Entries for bounding box labeling
● ● ● ●

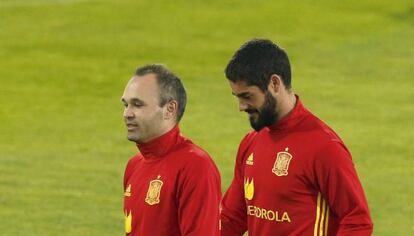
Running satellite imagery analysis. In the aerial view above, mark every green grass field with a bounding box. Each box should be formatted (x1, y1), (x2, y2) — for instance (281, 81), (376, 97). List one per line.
(0, 0), (414, 236)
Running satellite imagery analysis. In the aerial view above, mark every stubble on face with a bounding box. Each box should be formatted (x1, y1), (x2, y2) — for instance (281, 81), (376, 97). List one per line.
(249, 91), (278, 131)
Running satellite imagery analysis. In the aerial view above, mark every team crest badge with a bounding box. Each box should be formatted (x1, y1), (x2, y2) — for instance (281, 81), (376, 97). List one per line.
(244, 177), (254, 200)
(246, 153), (253, 166)
(125, 210), (132, 234)
(124, 184), (131, 197)
(145, 175), (163, 205)
(272, 148), (292, 176)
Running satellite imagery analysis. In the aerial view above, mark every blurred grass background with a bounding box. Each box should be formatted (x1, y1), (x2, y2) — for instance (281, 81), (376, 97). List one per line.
(0, 0), (414, 235)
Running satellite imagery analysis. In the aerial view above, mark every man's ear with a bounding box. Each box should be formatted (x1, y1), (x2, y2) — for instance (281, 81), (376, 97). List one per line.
(269, 74), (283, 94)
(164, 100), (178, 120)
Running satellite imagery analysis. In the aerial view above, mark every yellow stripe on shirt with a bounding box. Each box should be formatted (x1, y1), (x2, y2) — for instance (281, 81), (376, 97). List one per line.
(313, 192), (321, 236)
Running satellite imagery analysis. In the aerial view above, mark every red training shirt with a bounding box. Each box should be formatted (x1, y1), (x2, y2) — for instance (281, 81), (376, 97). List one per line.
(124, 126), (221, 236)
(221, 97), (373, 236)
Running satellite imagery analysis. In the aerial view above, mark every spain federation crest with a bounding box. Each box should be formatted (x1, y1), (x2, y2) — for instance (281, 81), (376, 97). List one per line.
(145, 175), (163, 206)
(272, 148), (292, 176)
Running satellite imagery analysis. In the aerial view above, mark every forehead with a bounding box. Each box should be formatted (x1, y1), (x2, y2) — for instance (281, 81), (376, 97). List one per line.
(122, 74), (159, 101)
(229, 80), (263, 96)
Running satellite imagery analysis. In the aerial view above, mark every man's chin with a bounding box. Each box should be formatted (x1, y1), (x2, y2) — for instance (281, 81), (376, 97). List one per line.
(127, 134), (139, 142)
(250, 119), (265, 132)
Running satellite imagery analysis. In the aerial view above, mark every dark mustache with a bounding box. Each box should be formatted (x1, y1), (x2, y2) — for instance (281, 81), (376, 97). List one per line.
(244, 109), (259, 114)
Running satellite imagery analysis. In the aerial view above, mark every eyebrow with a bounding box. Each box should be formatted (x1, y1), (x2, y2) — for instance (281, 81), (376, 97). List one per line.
(121, 98), (145, 104)
(231, 92), (250, 97)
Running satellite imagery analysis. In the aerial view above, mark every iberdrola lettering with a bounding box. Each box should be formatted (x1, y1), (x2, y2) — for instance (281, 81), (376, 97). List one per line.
(247, 205), (292, 223)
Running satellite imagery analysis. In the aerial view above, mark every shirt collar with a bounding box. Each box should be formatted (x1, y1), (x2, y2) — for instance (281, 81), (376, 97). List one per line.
(137, 125), (183, 159)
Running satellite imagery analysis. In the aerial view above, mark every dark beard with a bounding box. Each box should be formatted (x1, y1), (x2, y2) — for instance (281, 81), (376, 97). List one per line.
(247, 91), (278, 131)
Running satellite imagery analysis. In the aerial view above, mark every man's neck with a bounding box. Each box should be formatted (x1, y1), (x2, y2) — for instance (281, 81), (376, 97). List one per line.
(278, 91), (296, 121)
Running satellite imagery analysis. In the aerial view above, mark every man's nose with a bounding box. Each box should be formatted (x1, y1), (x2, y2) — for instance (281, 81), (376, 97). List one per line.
(239, 100), (248, 111)
(124, 106), (134, 118)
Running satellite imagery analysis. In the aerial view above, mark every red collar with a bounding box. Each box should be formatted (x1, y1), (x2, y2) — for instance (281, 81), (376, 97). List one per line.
(137, 125), (184, 160)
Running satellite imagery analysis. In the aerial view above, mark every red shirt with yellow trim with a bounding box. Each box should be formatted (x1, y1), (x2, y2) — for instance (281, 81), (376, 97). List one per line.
(221, 96), (373, 236)
(124, 126), (221, 236)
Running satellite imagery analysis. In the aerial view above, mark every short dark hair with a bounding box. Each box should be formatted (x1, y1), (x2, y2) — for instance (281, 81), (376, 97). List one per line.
(135, 64), (187, 122)
(225, 39), (291, 91)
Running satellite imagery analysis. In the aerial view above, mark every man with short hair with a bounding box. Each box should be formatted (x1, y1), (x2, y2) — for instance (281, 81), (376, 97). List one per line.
(122, 65), (221, 236)
(221, 39), (373, 236)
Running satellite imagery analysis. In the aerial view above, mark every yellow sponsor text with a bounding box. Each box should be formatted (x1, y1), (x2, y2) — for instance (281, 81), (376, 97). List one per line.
(247, 205), (292, 223)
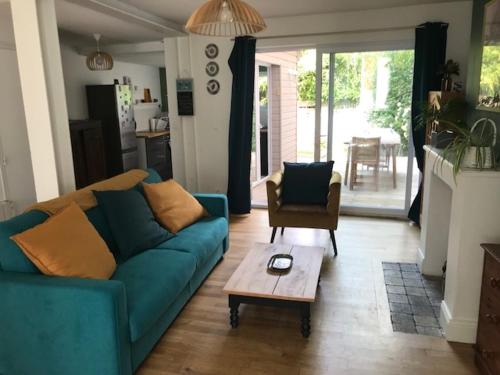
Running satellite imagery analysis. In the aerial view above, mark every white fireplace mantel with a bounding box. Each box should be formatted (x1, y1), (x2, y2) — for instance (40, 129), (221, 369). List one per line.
(418, 146), (500, 343)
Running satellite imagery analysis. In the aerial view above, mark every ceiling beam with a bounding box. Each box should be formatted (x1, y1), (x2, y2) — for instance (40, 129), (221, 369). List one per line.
(63, 0), (186, 36)
(77, 41), (164, 55)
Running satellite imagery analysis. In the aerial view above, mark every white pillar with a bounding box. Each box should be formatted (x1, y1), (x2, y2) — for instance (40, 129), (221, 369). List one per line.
(11, 0), (75, 201)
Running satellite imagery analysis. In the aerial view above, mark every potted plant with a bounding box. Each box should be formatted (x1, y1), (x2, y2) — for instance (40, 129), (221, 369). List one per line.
(442, 118), (497, 176)
(416, 96), (467, 149)
(437, 59), (460, 91)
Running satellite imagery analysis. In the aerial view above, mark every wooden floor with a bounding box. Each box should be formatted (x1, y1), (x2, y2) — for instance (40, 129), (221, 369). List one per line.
(138, 210), (476, 375)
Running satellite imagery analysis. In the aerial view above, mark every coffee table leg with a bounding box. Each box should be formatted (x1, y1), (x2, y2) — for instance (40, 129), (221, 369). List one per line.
(229, 295), (240, 328)
(300, 303), (311, 337)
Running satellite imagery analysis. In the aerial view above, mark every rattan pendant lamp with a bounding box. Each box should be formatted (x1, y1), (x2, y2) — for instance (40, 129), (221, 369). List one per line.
(186, 0), (266, 37)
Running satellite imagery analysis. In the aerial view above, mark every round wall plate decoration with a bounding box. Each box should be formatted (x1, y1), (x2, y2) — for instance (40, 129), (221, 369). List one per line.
(205, 43), (219, 59)
(205, 61), (219, 77)
(207, 79), (220, 95)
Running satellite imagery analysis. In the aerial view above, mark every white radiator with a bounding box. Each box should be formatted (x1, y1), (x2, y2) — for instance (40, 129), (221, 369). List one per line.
(0, 200), (16, 221)
(0, 140), (16, 221)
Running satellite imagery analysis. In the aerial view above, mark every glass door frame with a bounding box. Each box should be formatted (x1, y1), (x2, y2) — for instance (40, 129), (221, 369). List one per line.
(251, 60), (272, 188)
(314, 40), (421, 218)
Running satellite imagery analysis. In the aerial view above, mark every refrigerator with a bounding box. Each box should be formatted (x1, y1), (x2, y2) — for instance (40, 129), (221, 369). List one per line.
(86, 85), (139, 178)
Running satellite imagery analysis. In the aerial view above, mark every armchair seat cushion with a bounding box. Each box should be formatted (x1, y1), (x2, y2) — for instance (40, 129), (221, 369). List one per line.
(278, 204), (328, 215)
(112, 249), (196, 342)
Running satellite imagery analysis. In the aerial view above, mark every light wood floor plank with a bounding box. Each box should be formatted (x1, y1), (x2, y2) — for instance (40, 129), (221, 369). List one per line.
(138, 210), (477, 375)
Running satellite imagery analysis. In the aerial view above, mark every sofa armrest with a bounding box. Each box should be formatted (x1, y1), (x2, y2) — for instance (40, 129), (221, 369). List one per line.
(326, 172), (342, 228)
(194, 194), (229, 219)
(266, 171), (283, 214)
(0, 272), (132, 375)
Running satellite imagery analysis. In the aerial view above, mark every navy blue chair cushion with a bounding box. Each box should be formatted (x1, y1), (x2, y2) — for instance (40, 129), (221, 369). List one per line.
(282, 161), (333, 205)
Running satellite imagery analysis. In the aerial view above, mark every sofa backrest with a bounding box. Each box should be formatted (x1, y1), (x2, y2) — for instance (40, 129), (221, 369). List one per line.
(0, 169), (161, 273)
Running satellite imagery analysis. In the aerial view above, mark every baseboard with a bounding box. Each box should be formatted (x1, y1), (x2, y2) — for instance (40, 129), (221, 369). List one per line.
(439, 301), (477, 344)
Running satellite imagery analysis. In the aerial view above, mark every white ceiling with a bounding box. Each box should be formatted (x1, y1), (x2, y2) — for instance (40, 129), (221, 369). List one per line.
(56, 0), (165, 45)
(122, 0), (457, 24)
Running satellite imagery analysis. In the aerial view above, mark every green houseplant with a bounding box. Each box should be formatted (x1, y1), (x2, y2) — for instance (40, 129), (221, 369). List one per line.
(442, 118), (497, 176)
(437, 60), (460, 91)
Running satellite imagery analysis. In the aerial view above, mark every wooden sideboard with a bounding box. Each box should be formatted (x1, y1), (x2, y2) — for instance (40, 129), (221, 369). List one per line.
(475, 244), (500, 375)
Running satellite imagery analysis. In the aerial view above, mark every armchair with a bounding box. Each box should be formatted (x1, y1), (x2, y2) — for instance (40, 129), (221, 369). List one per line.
(266, 171), (342, 255)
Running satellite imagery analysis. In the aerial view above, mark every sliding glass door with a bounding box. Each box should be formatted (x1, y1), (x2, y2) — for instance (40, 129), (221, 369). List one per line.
(314, 48), (419, 216)
(250, 62), (271, 207)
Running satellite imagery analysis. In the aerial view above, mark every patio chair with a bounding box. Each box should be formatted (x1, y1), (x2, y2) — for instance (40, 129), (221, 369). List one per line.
(349, 137), (380, 191)
(266, 171), (342, 255)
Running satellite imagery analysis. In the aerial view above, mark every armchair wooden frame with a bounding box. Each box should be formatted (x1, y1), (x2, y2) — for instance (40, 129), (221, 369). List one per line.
(266, 171), (342, 255)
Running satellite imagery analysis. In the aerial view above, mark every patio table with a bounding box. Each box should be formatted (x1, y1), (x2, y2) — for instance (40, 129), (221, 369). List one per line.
(344, 128), (401, 189)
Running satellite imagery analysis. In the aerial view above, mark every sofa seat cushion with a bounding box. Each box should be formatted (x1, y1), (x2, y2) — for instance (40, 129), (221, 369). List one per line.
(0, 210), (49, 273)
(112, 250), (196, 342)
(157, 217), (228, 267)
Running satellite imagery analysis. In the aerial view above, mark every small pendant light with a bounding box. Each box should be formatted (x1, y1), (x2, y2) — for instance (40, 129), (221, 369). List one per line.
(87, 34), (113, 70)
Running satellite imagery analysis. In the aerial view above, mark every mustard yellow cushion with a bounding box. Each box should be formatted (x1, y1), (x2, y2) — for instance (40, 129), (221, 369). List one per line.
(11, 202), (116, 279)
(143, 179), (208, 233)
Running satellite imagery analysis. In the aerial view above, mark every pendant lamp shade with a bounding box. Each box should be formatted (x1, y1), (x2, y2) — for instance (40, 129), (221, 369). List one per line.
(186, 0), (266, 37)
(87, 34), (113, 70)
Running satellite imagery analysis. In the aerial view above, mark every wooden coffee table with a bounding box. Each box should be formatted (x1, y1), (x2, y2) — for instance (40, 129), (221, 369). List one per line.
(223, 243), (325, 337)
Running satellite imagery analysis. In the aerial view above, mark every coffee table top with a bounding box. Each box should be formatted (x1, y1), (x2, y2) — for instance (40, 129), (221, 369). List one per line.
(223, 243), (325, 302)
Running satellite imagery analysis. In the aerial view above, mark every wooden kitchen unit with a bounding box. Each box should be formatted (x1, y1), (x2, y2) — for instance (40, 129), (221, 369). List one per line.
(475, 244), (500, 375)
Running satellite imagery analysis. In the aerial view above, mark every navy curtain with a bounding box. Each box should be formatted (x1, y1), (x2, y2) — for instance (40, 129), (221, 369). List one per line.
(408, 22), (448, 225)
(228, 36), (256, 214)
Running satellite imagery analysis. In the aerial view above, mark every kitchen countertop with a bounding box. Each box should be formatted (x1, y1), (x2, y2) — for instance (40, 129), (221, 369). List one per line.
(135, 130), (170, 138)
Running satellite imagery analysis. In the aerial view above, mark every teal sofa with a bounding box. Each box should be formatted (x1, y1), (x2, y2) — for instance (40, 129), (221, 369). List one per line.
(0, 171), (228, 375)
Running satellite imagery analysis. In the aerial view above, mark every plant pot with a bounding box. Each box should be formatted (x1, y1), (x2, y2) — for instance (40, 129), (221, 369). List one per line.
(441, 77), (453, 91)
(431, 131), (455, 149)
(462, 147), (493, 169)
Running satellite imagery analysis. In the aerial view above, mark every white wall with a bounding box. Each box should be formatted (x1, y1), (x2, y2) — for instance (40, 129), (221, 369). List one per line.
(257, 0), (472, 82)
(164, 35), (233, 193)
(164, 1), (472, 197)
(0, 11), (36, 213)
(61, 45), (161, 120)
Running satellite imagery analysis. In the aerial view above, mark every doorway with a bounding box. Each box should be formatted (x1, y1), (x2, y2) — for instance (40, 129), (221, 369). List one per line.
(314, 48), (419, 217)
(250, 62), (271, 207)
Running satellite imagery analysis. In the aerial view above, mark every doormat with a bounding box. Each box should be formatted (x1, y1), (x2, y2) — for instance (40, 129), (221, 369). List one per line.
(382, 262), (443, 337)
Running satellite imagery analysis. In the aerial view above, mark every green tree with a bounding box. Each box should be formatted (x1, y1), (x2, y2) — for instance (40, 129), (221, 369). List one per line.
(369, 50), (413, 152)
(481, 46), (500, 96)
(298, 53), (361, 108)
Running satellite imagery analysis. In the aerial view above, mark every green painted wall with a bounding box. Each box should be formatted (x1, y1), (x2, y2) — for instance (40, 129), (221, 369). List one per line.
(160, 68), (168, 112)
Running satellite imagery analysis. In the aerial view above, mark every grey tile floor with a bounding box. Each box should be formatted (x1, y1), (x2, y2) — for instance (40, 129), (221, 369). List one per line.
(382, 262), (443, 337)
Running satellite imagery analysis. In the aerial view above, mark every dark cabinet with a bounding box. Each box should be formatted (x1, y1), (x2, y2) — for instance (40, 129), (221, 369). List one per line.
(475, 244), (500, 375)
(138, 133), (172, 180)
(69, 120), (107, 189)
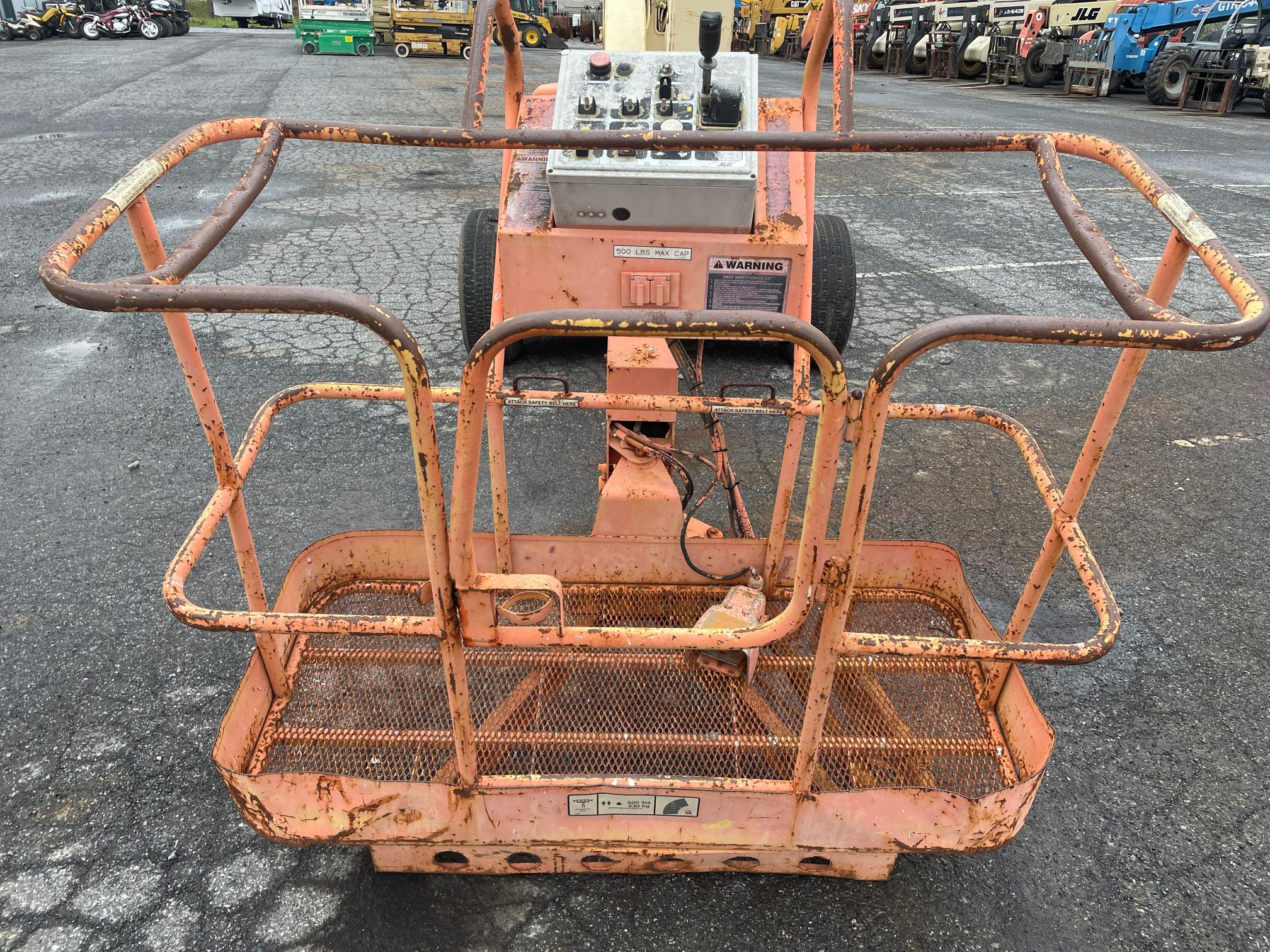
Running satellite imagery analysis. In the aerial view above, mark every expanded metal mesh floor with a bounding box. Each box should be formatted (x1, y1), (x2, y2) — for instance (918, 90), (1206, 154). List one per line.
(253, 582), (1014, 797)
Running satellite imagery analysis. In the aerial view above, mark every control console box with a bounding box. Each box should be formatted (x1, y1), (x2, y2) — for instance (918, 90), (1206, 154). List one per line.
(547, 50), (758, 231)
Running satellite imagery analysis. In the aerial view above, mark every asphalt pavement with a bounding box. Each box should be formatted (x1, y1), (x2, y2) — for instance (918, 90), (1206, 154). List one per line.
(0, 30), (1270, 952)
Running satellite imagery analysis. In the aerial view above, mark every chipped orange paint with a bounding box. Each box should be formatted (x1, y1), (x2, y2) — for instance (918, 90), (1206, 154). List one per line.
(32, 0), (1267, 878)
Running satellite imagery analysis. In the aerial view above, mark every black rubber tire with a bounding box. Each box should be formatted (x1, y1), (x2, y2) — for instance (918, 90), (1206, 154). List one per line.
(459, 208), (521, 363)
(1019, 47), (1058, 89)
(811, 212), (856, 353)
(1143, 46), (1195, 105)
(956, 50), (988, 79)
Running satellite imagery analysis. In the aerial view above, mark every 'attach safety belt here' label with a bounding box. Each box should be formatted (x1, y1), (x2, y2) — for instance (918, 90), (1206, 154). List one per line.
(569, 793), (701, 816)
(706, 256), (794, 314)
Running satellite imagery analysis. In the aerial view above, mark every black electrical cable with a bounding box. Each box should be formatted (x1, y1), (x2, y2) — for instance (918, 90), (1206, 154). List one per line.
(620, 426), (752, 581)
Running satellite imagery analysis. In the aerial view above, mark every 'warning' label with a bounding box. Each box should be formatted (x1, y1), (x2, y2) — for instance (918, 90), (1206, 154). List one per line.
(569, 793), (701, 816)
(706, 256), (794, 314)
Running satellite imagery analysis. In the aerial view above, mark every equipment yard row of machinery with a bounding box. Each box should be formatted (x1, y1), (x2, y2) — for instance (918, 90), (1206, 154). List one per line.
(852, 0), (1270, 115)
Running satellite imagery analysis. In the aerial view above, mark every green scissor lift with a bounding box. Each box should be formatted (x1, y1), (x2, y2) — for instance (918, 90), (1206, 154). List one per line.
(296, 0), (375, 56)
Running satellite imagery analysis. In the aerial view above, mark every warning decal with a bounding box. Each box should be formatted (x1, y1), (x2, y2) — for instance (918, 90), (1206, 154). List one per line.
(569, 793), (701, 816)
(706, 256), (794, 314)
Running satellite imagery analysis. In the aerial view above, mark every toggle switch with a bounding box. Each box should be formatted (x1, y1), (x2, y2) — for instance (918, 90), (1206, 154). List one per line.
(586, 54), (614, 79)
(621, 271), (680, 307)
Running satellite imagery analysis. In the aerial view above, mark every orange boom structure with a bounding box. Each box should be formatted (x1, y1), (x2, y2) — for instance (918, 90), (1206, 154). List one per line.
(41, 0), (1267, 878)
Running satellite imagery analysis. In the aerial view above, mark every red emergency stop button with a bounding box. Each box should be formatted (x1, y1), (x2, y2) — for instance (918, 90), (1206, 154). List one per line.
(589, 54), (614, 79)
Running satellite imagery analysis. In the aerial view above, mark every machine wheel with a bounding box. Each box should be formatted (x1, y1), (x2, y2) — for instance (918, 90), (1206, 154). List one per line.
(1021, 47), (1058, 89)
(1143, 46), (1195, 105)
(956, 56), (988, 79)
(459, 208), (521, 362)
(811, 213), (856, 351)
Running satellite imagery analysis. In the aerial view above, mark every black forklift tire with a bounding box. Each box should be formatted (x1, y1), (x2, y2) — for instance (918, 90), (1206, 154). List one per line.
(459, 208), (521, 363)
(811, 213), (856, 353)
(1143, 46), (1195, 105)
(1020, 47), (1058, 89)
(781, 213), (856, 360)
(956, 56), (988, 79)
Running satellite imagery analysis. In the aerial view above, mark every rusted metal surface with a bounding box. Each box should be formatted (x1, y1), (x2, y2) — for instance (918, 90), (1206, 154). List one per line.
(41, 0), (1270, 878)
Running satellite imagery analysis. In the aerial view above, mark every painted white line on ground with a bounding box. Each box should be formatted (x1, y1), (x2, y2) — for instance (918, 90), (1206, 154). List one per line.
(856, 251), (1270, 278)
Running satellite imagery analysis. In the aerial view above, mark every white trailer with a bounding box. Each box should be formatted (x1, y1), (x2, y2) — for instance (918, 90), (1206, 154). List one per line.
(212, 0), (291, 29)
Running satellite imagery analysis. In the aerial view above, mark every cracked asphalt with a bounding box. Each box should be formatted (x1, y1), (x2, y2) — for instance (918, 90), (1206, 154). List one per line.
(0, 22), (1270, 952)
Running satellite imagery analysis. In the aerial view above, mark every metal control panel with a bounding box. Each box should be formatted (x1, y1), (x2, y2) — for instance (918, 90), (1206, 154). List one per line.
(547, 50), (758, 231)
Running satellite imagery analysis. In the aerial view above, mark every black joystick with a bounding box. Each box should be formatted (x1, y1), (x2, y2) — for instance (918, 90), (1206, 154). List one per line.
(697, 10), (723, 96)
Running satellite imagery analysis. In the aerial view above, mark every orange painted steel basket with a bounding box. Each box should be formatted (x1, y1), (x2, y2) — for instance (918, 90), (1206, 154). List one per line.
(41, 0), (1267, 878)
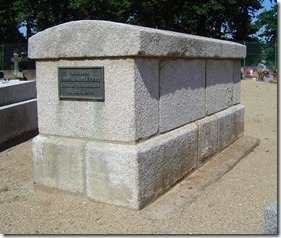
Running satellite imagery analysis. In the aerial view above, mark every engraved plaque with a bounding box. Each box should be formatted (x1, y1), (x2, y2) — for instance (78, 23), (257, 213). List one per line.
(58, 67), (104, 101)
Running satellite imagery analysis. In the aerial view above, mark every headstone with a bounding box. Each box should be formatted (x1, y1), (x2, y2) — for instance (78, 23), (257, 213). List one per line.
(28, 20), (246, 209)
(11, 52), (23, 78)
(258, 63), (266, 70)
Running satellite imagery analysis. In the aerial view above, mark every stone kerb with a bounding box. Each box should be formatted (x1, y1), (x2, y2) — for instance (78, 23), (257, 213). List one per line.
(29, 21), (246, 209)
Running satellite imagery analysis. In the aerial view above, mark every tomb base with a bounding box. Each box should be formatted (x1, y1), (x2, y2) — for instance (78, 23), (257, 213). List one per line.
(32, 104), (244, 209)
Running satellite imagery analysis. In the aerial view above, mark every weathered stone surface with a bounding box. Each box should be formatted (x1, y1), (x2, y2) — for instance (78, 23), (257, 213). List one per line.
(86, 124), (197, 209)
(138, 123), (198, 207)
(206, 60), (233, 115)
(216, 104), (244, 151)
(0, 99), (38, 145)
(32, 135), (85, 193)
(29, 21), (246, 209)
(159, 60), (205, 132)
(28, 20), (246, 59)
(196, 116), (218, 165)
(37, 59), (159, 141)
(232, 60), (241, 105)
(86, 142), (140, 209)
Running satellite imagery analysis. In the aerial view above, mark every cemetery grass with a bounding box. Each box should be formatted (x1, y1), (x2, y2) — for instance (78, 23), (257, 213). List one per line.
(0, 80), (277, 234)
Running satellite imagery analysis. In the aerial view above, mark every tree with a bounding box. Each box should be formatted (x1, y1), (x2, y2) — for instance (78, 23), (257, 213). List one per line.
(0, 0), (25, 44)
(256, 0), (277, 43)
(5, 0), (263, 40)
(255, 0), (277, 66)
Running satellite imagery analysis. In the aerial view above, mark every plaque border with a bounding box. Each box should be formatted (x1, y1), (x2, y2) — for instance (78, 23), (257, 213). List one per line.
(58, 66), (105, 102)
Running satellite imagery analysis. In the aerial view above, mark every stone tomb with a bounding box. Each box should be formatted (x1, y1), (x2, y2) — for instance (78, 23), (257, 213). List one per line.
(29, 20), (246, 209)
(0, 80), (38, 151)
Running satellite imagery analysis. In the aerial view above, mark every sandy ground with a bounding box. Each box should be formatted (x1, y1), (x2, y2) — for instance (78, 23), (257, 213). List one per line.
(0, 80), (277, 234)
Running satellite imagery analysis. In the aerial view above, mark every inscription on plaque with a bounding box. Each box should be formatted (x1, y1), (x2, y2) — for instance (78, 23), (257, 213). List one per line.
(58, 67), (104, 101)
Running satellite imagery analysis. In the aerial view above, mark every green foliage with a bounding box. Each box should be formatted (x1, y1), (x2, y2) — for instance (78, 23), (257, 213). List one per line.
(0, 0), (25, 43)
(0, 0), (274, 43)
(255, 0), (277, 43)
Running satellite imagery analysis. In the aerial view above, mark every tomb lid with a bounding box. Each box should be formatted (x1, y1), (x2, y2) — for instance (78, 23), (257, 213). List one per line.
(28, 20), (246, 59)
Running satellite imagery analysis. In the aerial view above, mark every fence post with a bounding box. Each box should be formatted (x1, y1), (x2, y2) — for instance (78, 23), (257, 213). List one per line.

● ● ● ●

Task objective:
Repeat the lines above word for word, beginning with the line that contains "every wooden kitchen" and continuing through the line that contains "(228, 36), (256, 214)".

Task answer:
Running satellite imagery analysis. In the aerial view above, mark every wooden kitchen unit with a bounding box. Each box should be formatted (x1, y1), (x2, y2) — for instance (40, 129), (221, 369). List one per line.
(475, 244), (500, 375)
Running satellite imagery analysis. In the aerial view above, mark every navy curtain with a bounding box. Each box should be formatted (x1, y1), (x2, y2) — for instance (40, 129), (221, 369). List one per line.
(408, 22), (448, 225)
(228, 36), (256, 214)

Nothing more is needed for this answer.